# AUFGABENSTELLUNG
Schreib aus dem Reisebericht die Stelle von „Wir haben keinen“ bis einschließlich „nach Deutschland wollen.“ wortgetreu ab.

# VORLIEGENDER TEXT
····················

Wir haben keinen Stress an unserem ersten Urlaubstag. Wir frühstücken in Ruhe und gegen 9 fahren wir los. Nach vier bis fünf Kilometern fahren wir dann nochmal zurück, um einen Schal zu holen, dann fahren wir richtig los.
Die Sonne scheint, wir fahren durch herbstliche Landschaft mit bunten Blättern. An der tschechischen Grenze werden wir daran erinnert, dass es ja immer noch diese unsäglichen, populistischen Grenzkontrollen gibt, denn in der Gegenrichtung ist ein mehrere Kilometer langer Stau zu sehen. Wir werden auf dem Rückweg versuchen, uns Überland nach Deutschland durchzuschlagen. Ich kenne da eine schöne kurvige Strecke durchs Erzgebirge, wo vielleicht nicht so viele lang fahren, die nach Deutschland wollen.
Kurz nach Mittag kommen wir an unserem Hotel an. Zentrumsnah, mit eigenem Parkplatz und Frühstück. Die Rezeptionistin erklärt und mit entschuldigens-sorgenvoller Mine, dass es in unserem Zimmer einen technischen Defekt an der Wasserleitung gibt, der erst morgen behoben sein wird und wir für eine Nacht in einem einfacheren Zimmer untergebracht werden müssen. Als Gegenleistung können wir unseren gesamten Aufenthalt über das Tagesbüfett bis 21 Uhr kostenlos nutzen. Dort gibt es Snacks, Kuchen, Eis und alkoholische und alkoholfreie Getränke. Außerdem erhalten wir eine Prague-Card kostenlos, die uns Ermäßigungen in Museen, touristischen Fahrgeschäften und Restaurants verspricht. Damit können wir gut leben.
Das Zimmer ist dann tatsächlich im Backstage und sehr schlicht und steht voller Betten. Ich zähle sieben Stück auf engstem Raum, die sicherlich sonst eher als Personalunterkunft dienen. Für eine Nacht zum Schlafen geht das schon.

····················

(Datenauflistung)
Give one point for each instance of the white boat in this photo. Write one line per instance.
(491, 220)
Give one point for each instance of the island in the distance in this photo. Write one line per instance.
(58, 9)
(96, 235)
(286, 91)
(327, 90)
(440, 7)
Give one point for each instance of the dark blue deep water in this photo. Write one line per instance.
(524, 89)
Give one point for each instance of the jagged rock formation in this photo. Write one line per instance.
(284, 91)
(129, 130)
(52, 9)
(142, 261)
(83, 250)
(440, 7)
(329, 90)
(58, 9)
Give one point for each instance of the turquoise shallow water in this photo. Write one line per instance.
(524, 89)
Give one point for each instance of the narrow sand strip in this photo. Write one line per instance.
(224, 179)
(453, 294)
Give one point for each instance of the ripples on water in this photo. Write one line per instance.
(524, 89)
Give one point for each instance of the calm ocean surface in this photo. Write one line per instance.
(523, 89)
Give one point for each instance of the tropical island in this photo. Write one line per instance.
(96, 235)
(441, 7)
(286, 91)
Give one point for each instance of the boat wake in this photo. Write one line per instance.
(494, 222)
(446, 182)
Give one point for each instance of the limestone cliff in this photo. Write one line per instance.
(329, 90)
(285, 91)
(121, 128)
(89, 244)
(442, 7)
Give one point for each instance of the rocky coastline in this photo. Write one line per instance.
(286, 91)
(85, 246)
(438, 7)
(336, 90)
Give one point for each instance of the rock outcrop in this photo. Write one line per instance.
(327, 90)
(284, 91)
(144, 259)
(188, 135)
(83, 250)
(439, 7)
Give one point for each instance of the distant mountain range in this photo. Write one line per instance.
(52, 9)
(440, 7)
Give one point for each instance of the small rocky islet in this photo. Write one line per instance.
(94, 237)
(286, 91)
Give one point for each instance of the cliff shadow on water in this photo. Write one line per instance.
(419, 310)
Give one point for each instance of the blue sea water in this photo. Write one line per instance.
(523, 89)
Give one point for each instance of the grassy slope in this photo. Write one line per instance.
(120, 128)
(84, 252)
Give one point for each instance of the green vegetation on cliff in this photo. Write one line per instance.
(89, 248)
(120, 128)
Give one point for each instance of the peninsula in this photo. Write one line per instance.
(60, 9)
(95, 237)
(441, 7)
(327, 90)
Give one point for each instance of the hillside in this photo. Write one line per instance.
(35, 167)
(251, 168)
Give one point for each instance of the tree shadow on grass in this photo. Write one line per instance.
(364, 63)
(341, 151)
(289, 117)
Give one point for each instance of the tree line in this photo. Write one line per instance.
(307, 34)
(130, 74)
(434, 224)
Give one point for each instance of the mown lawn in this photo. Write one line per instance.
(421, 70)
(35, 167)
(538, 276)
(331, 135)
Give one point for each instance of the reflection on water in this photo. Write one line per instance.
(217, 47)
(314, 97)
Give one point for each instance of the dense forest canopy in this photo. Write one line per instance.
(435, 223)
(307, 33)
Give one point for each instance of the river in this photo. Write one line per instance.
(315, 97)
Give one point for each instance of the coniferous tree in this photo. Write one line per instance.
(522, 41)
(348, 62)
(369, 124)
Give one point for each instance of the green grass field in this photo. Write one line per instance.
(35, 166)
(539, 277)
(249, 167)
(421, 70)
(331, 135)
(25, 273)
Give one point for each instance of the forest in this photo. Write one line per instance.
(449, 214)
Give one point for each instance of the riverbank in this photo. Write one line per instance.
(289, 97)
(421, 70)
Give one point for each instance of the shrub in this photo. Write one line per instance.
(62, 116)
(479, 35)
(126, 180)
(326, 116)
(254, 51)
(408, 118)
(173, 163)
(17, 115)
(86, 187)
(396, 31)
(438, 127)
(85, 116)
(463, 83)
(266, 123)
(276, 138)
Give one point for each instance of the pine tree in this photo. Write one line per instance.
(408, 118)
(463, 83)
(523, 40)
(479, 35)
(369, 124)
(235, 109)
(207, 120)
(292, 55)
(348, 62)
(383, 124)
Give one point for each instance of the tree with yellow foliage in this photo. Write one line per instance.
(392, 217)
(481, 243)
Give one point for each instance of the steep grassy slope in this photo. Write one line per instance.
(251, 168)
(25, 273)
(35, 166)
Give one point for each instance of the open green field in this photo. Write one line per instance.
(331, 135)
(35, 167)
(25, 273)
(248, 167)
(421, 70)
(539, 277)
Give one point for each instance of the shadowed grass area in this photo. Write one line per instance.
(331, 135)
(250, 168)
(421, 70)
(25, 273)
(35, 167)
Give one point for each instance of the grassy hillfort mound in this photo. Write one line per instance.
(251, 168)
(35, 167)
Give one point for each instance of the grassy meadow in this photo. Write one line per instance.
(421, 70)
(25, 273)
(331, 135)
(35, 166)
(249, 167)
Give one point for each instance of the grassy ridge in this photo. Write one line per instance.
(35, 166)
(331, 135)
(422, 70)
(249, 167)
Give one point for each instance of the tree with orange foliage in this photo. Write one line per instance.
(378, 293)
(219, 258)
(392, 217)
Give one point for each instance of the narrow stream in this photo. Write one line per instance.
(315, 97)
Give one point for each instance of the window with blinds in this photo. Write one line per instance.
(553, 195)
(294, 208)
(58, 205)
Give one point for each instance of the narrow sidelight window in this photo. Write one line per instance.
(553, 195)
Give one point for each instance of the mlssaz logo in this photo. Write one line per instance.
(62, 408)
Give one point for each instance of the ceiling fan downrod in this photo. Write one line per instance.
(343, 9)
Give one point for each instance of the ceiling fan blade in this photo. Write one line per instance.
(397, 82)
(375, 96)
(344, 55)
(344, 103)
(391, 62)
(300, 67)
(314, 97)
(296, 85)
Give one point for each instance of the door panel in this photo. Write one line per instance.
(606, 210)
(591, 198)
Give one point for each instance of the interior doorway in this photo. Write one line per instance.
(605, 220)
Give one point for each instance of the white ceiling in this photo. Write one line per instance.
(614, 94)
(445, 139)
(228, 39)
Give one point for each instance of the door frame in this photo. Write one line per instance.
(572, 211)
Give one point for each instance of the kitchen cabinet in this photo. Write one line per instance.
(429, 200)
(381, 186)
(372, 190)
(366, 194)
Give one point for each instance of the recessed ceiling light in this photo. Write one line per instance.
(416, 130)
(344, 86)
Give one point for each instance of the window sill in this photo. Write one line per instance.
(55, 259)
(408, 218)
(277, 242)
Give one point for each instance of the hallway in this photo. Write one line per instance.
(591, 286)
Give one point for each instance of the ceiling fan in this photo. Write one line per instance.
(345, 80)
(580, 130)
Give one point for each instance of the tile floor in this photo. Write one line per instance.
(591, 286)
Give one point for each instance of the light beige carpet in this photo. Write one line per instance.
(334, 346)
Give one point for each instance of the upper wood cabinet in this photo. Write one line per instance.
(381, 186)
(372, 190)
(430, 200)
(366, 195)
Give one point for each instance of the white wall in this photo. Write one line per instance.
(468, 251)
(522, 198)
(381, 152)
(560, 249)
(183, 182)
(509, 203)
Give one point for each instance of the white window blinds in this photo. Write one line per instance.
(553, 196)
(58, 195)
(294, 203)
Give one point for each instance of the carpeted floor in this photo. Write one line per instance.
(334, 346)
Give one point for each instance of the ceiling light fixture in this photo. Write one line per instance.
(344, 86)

····················

# FERTIGE ANTWORT
Wir haben keinen Stress an unserem ersten Urlaubstag. Wir frühstücken in Ruhe und gegen 9 fahren wir los. Nach vier bis fünf Kilometern fahren wir dann nochmal zurück, um einen Schal zu holen, dann fahren wir richtig los.
Die Sonne scheint, wir fahren durch herbstliche Landschaft mit bunten Blättern. An der tschechischen Grenze werden wir daran erinnert, dass es ja immer noch diese unsäglichen, populistischen Grenzkontrollen gibt, denn in der Gegenrichtung ist ein mehrere Kilometer langer Stau zu sehen. Wir werden auf dem Rückweg versuchen, uns Überland nach Deutschland durchzuschlagen. Ich kenne da eine schöne kurvige Strecke durchs Erzgebirge, wo vielleicht nicht so viele lang fahren, die nach Deutschland wollen.